(Exercise directions) Output the data lines below verbatim, changing nothing.

Data lines:
┌────────
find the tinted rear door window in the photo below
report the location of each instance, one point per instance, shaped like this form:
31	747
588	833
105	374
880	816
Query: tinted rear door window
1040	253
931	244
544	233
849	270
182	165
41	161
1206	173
└────────
(Exercise result)
find the tinted rear door window in the photo below
report the location of each instance, one point per instance, shaped like this form:
31	747
588	833
105	374
880	816
Query: tinted rear door window
1040	253
931	244
544	233
849	270
182	165
41	161
1206	173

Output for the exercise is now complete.